What to produce »
From the entries that follow, copy exactly the lines beginning at the line holding "76L154 75L156 57L152" and continuing through the line holding "positive clicks: (275, 18) (271, 18)".

── Extracted entries ──

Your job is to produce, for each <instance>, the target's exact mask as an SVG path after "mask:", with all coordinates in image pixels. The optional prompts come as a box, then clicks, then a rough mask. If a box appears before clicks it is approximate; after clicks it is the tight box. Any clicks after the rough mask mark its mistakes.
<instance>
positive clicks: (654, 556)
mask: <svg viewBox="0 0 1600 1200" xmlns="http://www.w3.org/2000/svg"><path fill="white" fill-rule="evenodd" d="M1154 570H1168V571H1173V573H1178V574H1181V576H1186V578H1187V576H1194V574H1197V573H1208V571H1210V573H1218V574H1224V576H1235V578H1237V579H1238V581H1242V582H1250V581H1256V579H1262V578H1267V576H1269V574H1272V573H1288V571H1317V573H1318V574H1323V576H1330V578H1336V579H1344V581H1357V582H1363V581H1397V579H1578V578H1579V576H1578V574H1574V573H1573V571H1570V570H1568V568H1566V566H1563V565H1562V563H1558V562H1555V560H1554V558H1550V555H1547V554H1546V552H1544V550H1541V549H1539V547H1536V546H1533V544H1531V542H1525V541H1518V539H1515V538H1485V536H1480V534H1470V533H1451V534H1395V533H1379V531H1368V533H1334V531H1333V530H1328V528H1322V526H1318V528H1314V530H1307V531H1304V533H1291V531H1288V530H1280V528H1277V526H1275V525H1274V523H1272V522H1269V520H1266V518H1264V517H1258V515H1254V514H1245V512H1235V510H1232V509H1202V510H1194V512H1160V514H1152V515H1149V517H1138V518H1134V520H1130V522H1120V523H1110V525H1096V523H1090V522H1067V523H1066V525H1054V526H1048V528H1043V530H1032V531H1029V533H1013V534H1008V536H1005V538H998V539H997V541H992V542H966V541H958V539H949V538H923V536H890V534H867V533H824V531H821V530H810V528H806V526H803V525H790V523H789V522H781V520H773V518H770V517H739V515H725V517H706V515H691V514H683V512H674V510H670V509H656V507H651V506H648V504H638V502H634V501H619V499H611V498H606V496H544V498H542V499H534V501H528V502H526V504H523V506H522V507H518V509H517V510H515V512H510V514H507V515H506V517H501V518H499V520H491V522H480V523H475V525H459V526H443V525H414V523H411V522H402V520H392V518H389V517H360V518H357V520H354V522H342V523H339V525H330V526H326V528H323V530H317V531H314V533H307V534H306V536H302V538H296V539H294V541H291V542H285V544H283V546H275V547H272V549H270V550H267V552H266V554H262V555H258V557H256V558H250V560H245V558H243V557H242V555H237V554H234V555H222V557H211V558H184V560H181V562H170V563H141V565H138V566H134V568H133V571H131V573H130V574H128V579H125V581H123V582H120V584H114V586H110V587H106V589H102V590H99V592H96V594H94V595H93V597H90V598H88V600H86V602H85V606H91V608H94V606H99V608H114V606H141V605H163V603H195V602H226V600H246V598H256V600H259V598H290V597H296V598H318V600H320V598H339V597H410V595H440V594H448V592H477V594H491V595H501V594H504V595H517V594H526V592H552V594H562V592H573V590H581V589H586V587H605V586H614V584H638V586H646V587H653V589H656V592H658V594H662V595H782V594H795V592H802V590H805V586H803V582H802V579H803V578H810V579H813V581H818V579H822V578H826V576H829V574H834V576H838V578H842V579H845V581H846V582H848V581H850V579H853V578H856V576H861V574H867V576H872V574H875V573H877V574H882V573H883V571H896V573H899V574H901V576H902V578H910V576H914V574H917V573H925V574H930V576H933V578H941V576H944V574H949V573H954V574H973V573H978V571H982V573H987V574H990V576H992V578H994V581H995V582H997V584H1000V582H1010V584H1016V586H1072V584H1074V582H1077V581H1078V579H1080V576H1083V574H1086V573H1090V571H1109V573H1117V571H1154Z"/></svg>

───
── Extracted entries ──

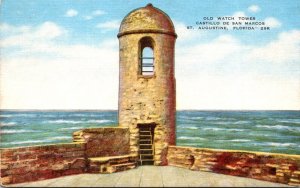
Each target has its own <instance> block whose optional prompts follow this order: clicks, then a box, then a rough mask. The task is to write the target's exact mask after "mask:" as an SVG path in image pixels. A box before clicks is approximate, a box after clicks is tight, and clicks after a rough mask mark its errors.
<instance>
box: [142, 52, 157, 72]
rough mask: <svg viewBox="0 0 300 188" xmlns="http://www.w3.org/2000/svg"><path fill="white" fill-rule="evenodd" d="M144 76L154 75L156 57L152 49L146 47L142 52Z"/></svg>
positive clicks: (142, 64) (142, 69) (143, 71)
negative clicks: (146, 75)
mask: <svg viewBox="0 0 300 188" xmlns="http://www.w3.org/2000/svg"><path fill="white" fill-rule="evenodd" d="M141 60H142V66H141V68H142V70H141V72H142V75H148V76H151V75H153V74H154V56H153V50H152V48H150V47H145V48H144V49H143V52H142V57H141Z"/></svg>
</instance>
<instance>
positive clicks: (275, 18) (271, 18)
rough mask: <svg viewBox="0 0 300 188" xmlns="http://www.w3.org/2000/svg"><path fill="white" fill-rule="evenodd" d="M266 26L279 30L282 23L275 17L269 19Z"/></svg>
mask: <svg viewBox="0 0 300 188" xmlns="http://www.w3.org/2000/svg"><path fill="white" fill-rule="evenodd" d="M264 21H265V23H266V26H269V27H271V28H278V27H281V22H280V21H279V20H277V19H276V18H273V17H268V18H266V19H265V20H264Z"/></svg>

───

Task response »
rough mask: <svg viewBox="0 0 300 188" xmlns="http://www.w3.org/2000/svg"><path fill="white" fill-rule="evenodd" d="M144 76L154 75L156 57L152 49L146 47L142 52Z"/></svg>
positive clicks: (142, 64) (142, 69) (143, 71)
negative clicks: (146, 75)
mask: <svg viewBox="0 0 300 188" xmlns="http://www.w3.org/2000/svg"><path fill="white" fill-rule="evenodd" d="M141 60H142V66H141V68H142V70H141V72H142V75H148V76H151V75H153V74H154V56H153V50H152V48H150V47H145V48H144V49H143V52H142V57H141Z"/></svg>
</instance>
<instance>
positive clicks: (275, 18) (271, 18)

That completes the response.